= EXERCISE BRIEF =
According to the text on inner ear morphogenesis, by what process does the cavity of the zebrafish inner ear originate?

= DOCUMENT SECTION =
The inner ear is one of the most complex three-dimensinal organs of our head, however it is still little understood how cells organize during development to generate this complex organ. We are studying several morphogenetic events to understand the interaction between cell polarity, cell remodeling, migration and cytoskeleton rearrangements with mechanical properties and signalling cues.
Currently we are studying several morphogenetic processes
Formation of lumens
In zebrafish the cavity of the inner ear is originated by cord hollowing. Initially two small lumens are initiated at the anterior and posterior poles of the placode and following an unzipping sequence they fuse into a central and larger lumen. The expansion mechanism involves an anisotropic epithelial thinnnig of the otic cells and mechanical forces during mitotic rounding that pull the luminal membrane.
We are currently studying what determines the number and position of initial lumens foci established at the placode. Are there any cellular or mechanical constrains that determines this? Which drives epithelial organization to generate a lumen foci?
Sensory neuron delamination and migration
Neural specification begins within the otic placode by the activation of neurog1 in otic stem cells in the most anterior-lateral domain (Abello et al, 2007). The epithelial neurogenic progenitors divide, activate a set of differentiation factors and reorganize prior to their exit from the epithelium. After their delamination, neuroblasts transit-amplify, migrate coordinately and coalesce into the statoacoustic ganglion. How the neuroblasts delaminate out of the otic primordium has little been studied.
Currently we are investigating the cellular and molecular cues regulating the transition from an epithelial neural progenitor to a "mesenchymal-neuronal" phenotype.
After their delamination, how neuroblasts move through the SAG? Do they communicate to each other to follow a specific path?

= SUPPLIED INFORMATION =
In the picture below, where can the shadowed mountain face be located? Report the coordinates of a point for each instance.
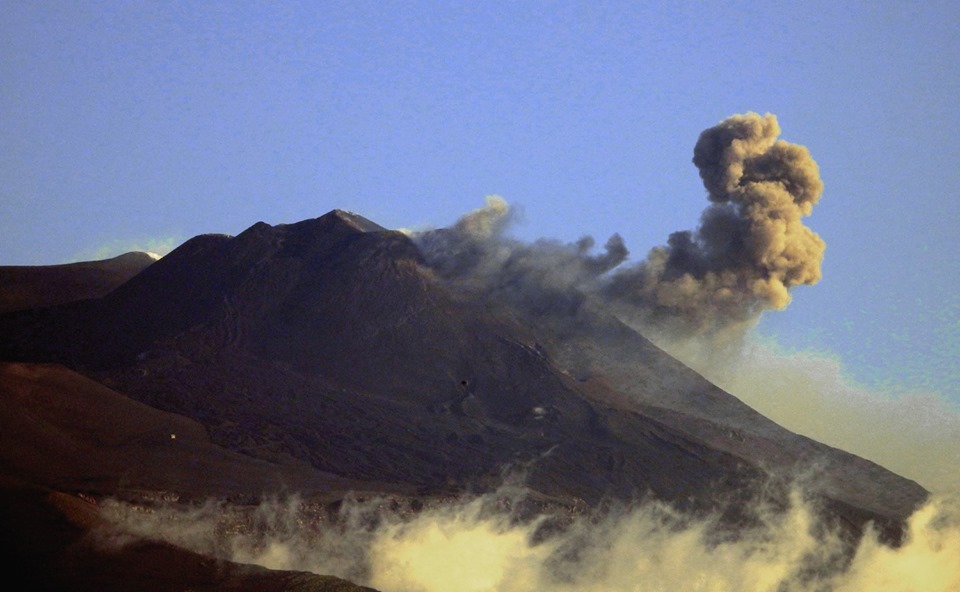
(25, 287)
(330, 347)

= TASK ANSWER =
By cord hollowing.